## What the task requires
Print every line below that comes at or after the line containing "Pick out each instance of the sunset", exactly as written.

Information given START

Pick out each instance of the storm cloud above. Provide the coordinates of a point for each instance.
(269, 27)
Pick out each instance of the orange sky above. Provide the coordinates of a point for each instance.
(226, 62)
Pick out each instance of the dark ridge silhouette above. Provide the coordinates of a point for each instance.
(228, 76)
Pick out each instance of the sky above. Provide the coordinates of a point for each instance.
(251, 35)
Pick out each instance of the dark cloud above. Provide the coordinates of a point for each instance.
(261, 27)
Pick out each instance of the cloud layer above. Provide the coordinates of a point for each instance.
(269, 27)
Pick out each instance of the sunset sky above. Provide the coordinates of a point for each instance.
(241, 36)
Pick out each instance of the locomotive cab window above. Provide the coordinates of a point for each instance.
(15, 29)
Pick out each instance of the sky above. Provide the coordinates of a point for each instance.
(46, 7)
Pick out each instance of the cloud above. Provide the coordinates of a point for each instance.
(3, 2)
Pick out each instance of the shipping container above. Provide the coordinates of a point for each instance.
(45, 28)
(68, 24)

Information given END

## Exercise response
Pick out each instance of the sunset sky above. Provide the coordinates of a point for each instance.
(241, 36)
Pick out each instance of the locomotive cab window above. Provide the coordinates of a point for each instance.
(15, 29)
Pick out each instance of the sky above. Provide the coordinates of a point for each instance.
(46, 7)
Pick out each instance of the cloud above. Provide the coordinates of a point for each instance.
(3, 2)
Pick out each instance of the shipping container above. Provide the coordinates of a point for each instance.
(45, 28)
(68, 24)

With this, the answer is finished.